**LISTA DE TAREFAS**.
- a) Estas afirmações concordam com o texto sobre o Brasil? (i) O Brasil está entre os campeões globais de uso de agrotóxicos. (ii) A comida brasileira foi eleita a mais gostosa. (iii) O texto declara discordar de tudo o que Bolsonaro disse no pronunciamento. Responda sim ou não a cada uma e cite as palavras do texto que decidem.
- b) Quais linhas das entradas contêm a palavra "forest"? Identifique e copie cada uma, levando em conta maiúsculas e minúsculas.

**TEXTO**.

---+---

O Brasil não é o país que tem a mulher mais bonita do mundo. Até porque esse país não existe. Mas somos uma nação reconhecidamente machista. Que não apoia candidaturas de mulheres na política como as regras mandam, mas as usa como laranjas para repassar dinheiro aos homens.

Nossa comida não foi eleita a mais gostosa. Mas estamos entre os campeões globais de uso de agrotóxicos.

Não está escrito em lugar algum que teremos um futuro grandioso pela frente. E se o governo federal continuar torturando as instituições até que elas gritem o que ele deseja, talvez nem tenhamos um futuro.

Gente deixada de fora das grandes festas, entregues ao pão e circo de desfiles com tanques e motos de guerra em datas festivas – neste ano trocado pela ficção do discurso presidencial. Mas que, quando voltam para casa, encaram a realidade da falta, da ausência, da dificuldade.

O melhor de tudo é que, todas as vezes que alguém levanta indagações sobre quem somos e a quem realmente servimos ou conclama ao espírito crítico, essa pessoa é acusada de não amar o país, no melhor estilo “Brasil: ame-o ou deixe-o” dos tempos da ditadura civil-militar. “Orgulho de ser brasileiro.” Nisso concordo plenamente com o que Bolsonaro disse no pronunciamento. Orgulho, contudo, que não exclui a possibilidade de vergonha sobre seu governo.

---+---

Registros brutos

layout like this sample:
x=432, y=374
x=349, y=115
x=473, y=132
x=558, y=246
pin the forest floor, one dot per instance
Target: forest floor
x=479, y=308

---+---

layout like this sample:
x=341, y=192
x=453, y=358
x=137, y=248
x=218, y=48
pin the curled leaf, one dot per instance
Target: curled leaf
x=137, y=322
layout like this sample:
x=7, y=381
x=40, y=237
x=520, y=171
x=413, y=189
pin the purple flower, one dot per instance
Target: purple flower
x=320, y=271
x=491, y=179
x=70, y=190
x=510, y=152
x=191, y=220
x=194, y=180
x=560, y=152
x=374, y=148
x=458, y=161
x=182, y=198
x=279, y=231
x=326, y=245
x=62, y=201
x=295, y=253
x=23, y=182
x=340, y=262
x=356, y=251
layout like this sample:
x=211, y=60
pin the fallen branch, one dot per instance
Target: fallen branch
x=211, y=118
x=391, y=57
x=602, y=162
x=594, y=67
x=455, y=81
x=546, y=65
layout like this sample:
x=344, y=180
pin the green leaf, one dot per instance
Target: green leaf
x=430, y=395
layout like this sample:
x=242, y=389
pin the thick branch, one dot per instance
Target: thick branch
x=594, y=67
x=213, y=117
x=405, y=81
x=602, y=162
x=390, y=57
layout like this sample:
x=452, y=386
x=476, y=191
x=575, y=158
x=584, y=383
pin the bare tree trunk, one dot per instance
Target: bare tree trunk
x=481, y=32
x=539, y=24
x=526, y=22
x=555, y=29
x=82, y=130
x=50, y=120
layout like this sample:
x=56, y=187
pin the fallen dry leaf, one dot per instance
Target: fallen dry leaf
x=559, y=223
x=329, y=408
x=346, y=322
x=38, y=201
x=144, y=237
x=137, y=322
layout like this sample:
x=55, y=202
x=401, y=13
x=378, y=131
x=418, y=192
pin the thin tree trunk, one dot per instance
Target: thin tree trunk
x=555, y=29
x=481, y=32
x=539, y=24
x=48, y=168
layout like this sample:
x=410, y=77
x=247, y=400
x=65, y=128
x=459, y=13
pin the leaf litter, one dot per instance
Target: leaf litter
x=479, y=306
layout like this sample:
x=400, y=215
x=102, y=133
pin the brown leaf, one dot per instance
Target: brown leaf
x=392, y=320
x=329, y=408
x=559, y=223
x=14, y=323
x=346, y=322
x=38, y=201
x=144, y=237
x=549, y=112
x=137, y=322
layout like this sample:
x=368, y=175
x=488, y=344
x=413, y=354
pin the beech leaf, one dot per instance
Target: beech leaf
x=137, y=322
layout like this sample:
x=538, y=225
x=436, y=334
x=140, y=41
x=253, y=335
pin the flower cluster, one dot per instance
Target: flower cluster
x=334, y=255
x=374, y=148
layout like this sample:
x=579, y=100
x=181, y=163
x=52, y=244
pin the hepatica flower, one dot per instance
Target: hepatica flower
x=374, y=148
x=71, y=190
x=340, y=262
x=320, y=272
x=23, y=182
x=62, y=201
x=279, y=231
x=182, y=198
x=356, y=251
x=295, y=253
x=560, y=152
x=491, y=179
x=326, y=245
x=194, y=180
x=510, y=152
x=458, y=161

---+---

**RESPOSTAS POR TAREFA**.
- a)
(i) Sim: "Mas estamos entre os campeões globais de uso de agrotóxicos."
(ii) Não: "Nossa comida não foi eleita a mais gostosa."
(iii) Não: "Nisso concordo plenamente com o que Bolsonaro disse no pronunciamento."

- b)
pin the forest floor, one dot per instance
Target: forest floor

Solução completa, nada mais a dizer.